**INSTRUCTIONS TO FOLLOW**
From the line that has "Can you see the tire" down to the final line of the listing below, transcribe every line exactly, and only those.

**MATERIAL PROVIDED**
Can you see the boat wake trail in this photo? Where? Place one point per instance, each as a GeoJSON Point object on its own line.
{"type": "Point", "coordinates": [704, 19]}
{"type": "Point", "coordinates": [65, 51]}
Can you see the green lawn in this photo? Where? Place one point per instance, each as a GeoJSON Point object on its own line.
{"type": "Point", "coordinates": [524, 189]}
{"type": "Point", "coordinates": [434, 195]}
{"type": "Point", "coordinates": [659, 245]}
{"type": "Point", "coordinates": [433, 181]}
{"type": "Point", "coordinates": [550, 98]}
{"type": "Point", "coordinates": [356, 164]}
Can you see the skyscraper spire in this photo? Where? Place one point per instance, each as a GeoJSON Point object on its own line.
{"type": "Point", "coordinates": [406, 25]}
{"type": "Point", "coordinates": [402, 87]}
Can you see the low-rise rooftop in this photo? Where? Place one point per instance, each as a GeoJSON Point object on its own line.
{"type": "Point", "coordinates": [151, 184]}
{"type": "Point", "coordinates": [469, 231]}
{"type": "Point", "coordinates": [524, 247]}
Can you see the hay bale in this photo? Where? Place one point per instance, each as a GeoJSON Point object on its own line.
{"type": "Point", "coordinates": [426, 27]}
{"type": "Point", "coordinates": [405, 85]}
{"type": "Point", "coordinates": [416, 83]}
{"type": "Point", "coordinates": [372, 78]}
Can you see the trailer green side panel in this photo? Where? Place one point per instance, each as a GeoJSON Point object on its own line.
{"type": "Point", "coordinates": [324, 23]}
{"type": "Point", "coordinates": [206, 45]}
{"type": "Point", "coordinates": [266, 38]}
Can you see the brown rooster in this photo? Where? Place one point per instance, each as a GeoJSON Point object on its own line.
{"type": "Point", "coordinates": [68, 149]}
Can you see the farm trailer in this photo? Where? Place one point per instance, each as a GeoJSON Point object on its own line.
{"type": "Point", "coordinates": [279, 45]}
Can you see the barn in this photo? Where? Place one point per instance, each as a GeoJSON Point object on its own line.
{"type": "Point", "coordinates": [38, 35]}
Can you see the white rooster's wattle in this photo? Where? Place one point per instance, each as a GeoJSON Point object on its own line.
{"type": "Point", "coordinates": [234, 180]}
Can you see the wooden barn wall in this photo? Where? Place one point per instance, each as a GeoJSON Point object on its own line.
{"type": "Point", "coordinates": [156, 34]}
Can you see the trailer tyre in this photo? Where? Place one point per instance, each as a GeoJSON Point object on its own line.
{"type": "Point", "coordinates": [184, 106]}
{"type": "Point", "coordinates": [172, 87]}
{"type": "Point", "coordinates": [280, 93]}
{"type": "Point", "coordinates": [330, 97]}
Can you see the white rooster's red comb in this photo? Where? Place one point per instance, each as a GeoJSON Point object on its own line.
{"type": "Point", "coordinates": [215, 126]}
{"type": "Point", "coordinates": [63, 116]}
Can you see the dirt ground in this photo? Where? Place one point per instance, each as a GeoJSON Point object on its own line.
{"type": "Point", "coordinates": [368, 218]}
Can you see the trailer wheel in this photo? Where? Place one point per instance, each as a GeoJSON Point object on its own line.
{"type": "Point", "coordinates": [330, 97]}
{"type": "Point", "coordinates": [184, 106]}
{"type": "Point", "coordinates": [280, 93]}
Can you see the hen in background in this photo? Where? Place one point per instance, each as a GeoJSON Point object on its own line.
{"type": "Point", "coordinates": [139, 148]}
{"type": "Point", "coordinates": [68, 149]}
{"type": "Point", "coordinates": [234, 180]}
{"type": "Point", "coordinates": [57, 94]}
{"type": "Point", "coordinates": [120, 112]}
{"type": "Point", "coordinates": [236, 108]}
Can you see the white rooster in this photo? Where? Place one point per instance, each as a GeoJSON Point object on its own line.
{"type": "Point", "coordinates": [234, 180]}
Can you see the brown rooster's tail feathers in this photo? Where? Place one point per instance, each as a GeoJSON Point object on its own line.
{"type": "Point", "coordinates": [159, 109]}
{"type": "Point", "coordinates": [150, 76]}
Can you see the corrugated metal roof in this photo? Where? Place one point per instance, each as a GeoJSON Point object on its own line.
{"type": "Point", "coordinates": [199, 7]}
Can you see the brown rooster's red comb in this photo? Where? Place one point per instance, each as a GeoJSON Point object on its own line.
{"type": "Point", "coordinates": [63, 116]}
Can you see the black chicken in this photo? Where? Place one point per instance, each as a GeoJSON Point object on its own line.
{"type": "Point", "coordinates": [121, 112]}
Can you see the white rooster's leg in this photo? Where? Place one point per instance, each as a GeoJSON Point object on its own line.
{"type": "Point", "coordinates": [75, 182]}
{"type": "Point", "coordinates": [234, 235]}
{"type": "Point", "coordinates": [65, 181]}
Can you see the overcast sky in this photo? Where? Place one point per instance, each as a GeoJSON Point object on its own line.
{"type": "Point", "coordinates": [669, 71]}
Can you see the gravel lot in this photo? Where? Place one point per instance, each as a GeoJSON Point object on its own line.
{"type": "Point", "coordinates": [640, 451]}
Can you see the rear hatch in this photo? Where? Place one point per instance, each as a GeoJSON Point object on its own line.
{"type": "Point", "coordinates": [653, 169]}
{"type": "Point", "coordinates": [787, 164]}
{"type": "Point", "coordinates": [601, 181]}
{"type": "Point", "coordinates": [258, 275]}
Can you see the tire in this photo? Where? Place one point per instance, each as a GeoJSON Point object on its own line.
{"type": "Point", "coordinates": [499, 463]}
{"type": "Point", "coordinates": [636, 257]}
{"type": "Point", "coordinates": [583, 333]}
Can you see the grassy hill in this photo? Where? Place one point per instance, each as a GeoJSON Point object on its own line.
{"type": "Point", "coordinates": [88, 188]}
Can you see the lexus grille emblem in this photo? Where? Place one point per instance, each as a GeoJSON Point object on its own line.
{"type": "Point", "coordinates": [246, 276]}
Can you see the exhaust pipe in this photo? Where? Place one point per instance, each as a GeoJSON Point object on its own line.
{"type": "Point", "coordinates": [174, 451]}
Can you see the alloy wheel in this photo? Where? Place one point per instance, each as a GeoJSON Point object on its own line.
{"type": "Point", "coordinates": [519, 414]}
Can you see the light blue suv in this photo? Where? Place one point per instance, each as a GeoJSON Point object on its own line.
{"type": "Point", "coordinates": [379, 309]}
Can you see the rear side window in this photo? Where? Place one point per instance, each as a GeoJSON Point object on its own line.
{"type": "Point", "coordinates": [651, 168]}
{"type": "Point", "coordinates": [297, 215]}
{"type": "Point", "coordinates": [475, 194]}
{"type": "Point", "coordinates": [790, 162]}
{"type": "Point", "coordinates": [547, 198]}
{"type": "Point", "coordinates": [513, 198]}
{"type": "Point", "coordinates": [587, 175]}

**RESULT**
Can you see the tire in this photo? Where? Place one point per instance, each as a GeoJSON Point object on its own line.
{"type": "Point", "coordinates": [499, 463]}
{"type": "Point", "coordinates": [636, 257]}
{"type": "Point", "coordinates": [583, 333]}
Can you see the grassy hill in this photo? Where? Place one point per instance, each as a GeoJSON Point object on its own line.
{"type": "Point", "coordinates": [88, 188]}
Can you see the lexus grille emblem in this photo? Where? Place one point per instance, each as a GeoJSON Point object on its own line.
{"type": "Point", "coordinates": [246, 276]}
Can you see the exhaust pipe in this photo? Where? Place one point per instance, each as a GeoJSON Point object on its own line.
{"type": "Point", "coordinates": [174, 451]}
Can you see the alloy wheel in this photo? Where? Place one point per instance, each as a GeoJSON Point object on its own line.
{"type": "Point", "coordinates": [519, 414]}
Can you see the light blue suv in this photo? Where? Place one point per instance, each as a GeoJSON Point object on its own line.
{"type": "Point", "coordinates": [379, 309]}
Can you see the rear side window in this photo? Where? Place one point per instance, each as a GeoJSON Point object on its own line.
{"type": "Point", "coordinates": [651, 168]}
{"type": "Point", "coordinates": [297, 215]}
{"type": "Point", "coordinates": [475, 194]}
{"type": "Point", "coordinates": [790, 162]}
{"type": "Point", "coordinates": [547, 198]}
{"type": "Point", "coordinates": [513, 198]}
{"type": "Point", "coordinates": [587, 175]}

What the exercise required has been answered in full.